### Prompt:
Revise all the records, changing every "Target" to "Category" and keeping everything else the same. Omit the pictures from your answer.

### Dataset content:

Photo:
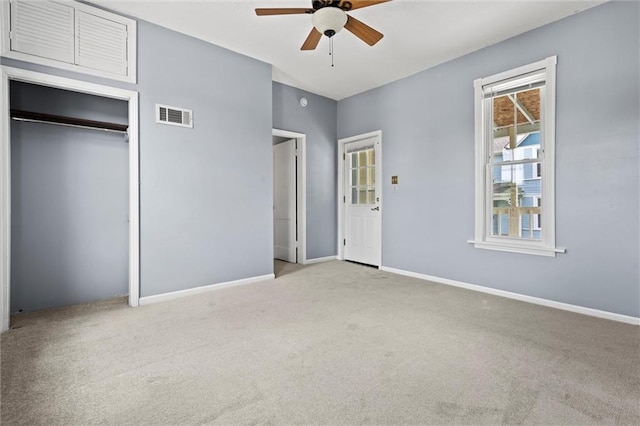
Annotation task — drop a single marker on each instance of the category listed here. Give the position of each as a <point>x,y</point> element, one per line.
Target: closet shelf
<point>67,121</point>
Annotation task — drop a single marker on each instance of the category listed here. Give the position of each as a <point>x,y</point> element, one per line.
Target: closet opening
<point>70,193</point>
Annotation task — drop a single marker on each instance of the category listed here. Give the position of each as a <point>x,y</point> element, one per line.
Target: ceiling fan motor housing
<point>329,20</point>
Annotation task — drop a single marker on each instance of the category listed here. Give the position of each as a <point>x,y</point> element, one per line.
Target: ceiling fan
<point>329,17</point>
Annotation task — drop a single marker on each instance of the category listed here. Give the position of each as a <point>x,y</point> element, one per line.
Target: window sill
<point>518,248</point>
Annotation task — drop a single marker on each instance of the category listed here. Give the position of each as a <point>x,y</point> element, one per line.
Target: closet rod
<point>37,117</point>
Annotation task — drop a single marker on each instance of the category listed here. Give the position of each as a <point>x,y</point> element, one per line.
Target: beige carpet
<point>332,343</point>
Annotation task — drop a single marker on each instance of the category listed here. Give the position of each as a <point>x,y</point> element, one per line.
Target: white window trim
<point>131,44</point>
<point>483,239</point>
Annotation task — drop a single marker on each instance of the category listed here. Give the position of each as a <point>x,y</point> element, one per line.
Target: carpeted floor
<point>331,343</point>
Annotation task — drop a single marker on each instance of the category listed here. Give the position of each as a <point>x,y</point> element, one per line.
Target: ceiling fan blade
<point>359,4</point>
<point>363,31</point>
<point>282,11</point>
<point>312,40</point>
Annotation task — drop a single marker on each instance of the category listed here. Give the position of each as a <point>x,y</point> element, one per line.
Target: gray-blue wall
<point>69,202</point>
<point>206,193</point>
<point>428,141</point>
<point>318,121</point>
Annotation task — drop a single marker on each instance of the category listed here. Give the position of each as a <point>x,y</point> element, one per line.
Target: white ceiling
<point>419,34</point>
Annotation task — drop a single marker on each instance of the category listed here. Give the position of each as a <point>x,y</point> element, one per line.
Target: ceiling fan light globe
<point>329,20</point>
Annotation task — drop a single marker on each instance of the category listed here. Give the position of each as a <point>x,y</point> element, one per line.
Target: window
<point>362,181</point>
<point>515,132</point>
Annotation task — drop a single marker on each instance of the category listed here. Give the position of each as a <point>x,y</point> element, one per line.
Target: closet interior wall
<point>69,201</point>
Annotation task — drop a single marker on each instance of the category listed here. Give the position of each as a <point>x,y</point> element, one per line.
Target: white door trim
<point>301,177</point>
<point>341,195</point>
<point>17,74</point>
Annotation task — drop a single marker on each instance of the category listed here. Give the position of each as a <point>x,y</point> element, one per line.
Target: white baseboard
<point>148,300</point>
<point>530,299</point>
<point>319,260</point>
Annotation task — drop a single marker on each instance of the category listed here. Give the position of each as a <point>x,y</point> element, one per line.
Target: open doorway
<point>14,74</point>
<point>289,196</point>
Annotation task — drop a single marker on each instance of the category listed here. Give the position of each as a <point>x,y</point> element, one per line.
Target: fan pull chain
<point>331,50</point>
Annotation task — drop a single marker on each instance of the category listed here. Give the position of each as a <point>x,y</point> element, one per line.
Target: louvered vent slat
<point>102,44</point>
<point>43,29</point>
<point>72,36</point>
<point>174,116</point>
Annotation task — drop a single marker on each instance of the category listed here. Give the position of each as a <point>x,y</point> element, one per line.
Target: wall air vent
<point>174,116</point>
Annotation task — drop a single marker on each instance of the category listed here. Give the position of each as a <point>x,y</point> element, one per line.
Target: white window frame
<point>131,24</point>
<point>483,141</point>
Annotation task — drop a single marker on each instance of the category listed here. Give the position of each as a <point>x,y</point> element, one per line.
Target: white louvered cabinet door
<point>43,29</point>
<point>101,44</point>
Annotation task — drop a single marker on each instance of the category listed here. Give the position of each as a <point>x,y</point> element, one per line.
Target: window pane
<point>515,201</point>
<point>362,158</point>
<point>371,196</point>
<point>362,196</point>
<point>362,176</point>
<point>371,157</point>
<point>371,176</point>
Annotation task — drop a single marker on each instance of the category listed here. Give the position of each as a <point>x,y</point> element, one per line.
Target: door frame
<point>17,74</point>
<point>341,203</point>
<point>301,193</point>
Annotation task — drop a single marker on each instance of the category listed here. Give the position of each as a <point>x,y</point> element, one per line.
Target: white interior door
<point>284,201</point>
<point>362,213</point>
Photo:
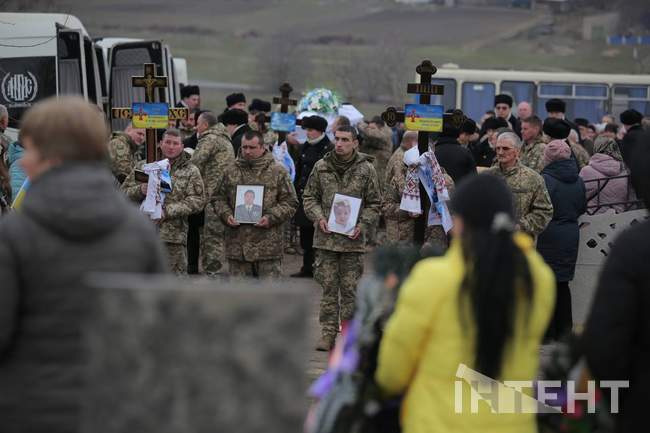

### Result:
Photo:
Annotation task — drop a single marker on each instance of the category listed here. Give the position of each as a <point>x,y</point> element, one per line.
Category: closet shelf
<point>67,121</point>
Annotation task — drop a single marker on each instance of the category listed here. Give the position of each as a <point>x,y</point> element, one per line.
Category: closet opening
<point>70,193</point>
Annotation task — drop a single marker on each instance of the category listed here. Give the position of each as a <point>x,y</point> element, one per line.
Category: ceiling fan motor housing
<point>329,20</point>
Annotation task — drop a single marker on each instance of the category listed here. Give the position of each as a <point>x,y</point> element, one per line.
Category: ceiling fan
<point>329,17</point>
Annotation task — drop a single marker on each instance of the category listed here. Give the position of each as a <point>x,y</point> element, one per line.
Category: window sill
<point>518,248</point>
Annotation task — drop a single marker on each instance of the category listed here. Give the position of each as a <point>x,y</point> element, one per line.
Category: closet rod
<point>37,117</point>
Annotation task — drop a single marker on each instance of the category listed here. Give the position of each as a <point>x,y</point> element, one per line.
Category: beige carpet
<point>332,343</point>
Annotation task — drop a single marker on each instance of the category listed here. Give the position of each as a <point>x,y</point> element, one per line.
Category: white window trim
<point>131,44</point>
<point>483,239</point>
Annotation task — drop a single marker on each instance of the category listed here. Give the position of each as a <point>x,y</point> element, one per line.
Category: carpeted floor
<point>331,343</point>
Annotation task — drop a single marker on each instance of the category listed here. Give the position of each as a <point>x,y</point> element, one per line.
Category: ceiling fan blade
<point>359,4</point>
<point>363,31</point>
<point>282,11</point>
<point>312,40</point>
Annotation task — drop a single marker on each instance of the category listed here. Give the position of each as a <point>x,y</point> element, one per line.
Category: gray-blue wall
<point>69,202</point>
<point>206,193</point>
<point>428,141</point>
<point>318,121</point>
Annotation task — drop a single marker on each instance of the category listed here. Give the position of each as a <point>x,y</point> element, one per line.
Category: white ceiling
<point>419,34</point>
Annotation task — drop a single marker on each instance of the category listed here. Give the position of each as a <point>x,y</point> element, one per line.
Category: ceiling fan light globe
<point>329,20</point>
Annotation task — drop a single marker on each instance of the category listed here. Give the position of each as a <point>x,y</point> element, one per line.
Category: window
<point>362,181</point>
<point>515,132</point>
Annotation task — drop a single marker on each instance of the category listed here. Give the position of each as a <point>x,y</point> element, one per line.
Category: closet interior wall
<point>69,201</point>
Annotation task — drop a single marker on each instance of the category listed here. Give the position of each as a <point>x,y</point> element, one per line.
Category: white door trim
<point>301,177</point>
<point>341,195</point>
<point>17,74</point>
Annotation task — drop a single marker on each instance of the category listed here. Give the position of each as a <point>x,y</point> element, one per line.
Category: white baseboard
<point>148,300</point>
<point>530,299</point>
<point>319,260</point>
Annotation task — drop a single marker on each instance of the category listed here. Give the position of each as a <point>x,y</point> element, one per line.
Category: open doorway
<point>14,74</point>
<point>289,196</point>
Annotation task — drop a single marker on each instance of the category listed here. Give the position of each as a <point>x,y</point> element, one per line.
Category: fan pull chain
<point>331,50</point>
Annotation task — drop a single marker on each instance of the category listed here. Give the position of each as a <point>x,y</point> element, one per line.
Category: louvered vent slat
<point>102,44</point>
<point>43,29</point>
<point>72,36</point>
<point>174,116</point>
Annotation task — drop a single marker on each instance of the category listed here. Give the position of each as a <point>x,y</point> element, one per line.
Category: wall air vent
<point>174,116</point>
Annotation task — drop a single marker on each instance of the category listed here. Give the position of each as a <point>x,y</point> element, one per line.
Category: white window frame
<point>131,24</point>
<point>483,141</point>
Annotation task — drop a single marker on each instance of the category listed here. Give the position of each as a <point>x,y</point> element, one per line.
Category: white louvered cabinet door
<point>43,29</point>
<point>101,44</point>
Annotation task — drop a single marker on each instance of the category listed here. Give the position of each as a <point>x,y</point> element, one per line.
Category: window pane
<point>515,201</point>
<point>362,158</point>
<point>371,196</point>
<point>362,196</point>
<point>362,176</point>
<point>371,157</point>
<point>371,176</point>
Annotation task — drop a single marker on each instance of the category listed here. Give the position of each as a <point>x,y</point> element, one per line.
Category: door frame
<point>17,74</point>
<point>341,203</point>
<point>301,193</point>
Annotation task — drop a single marker on each instance of the category listed here. Give the position of each as a <point>x,y</point> element, one per line.
Category: white interior door
<point>284,201</point>
<point>362,213</point>
Photo:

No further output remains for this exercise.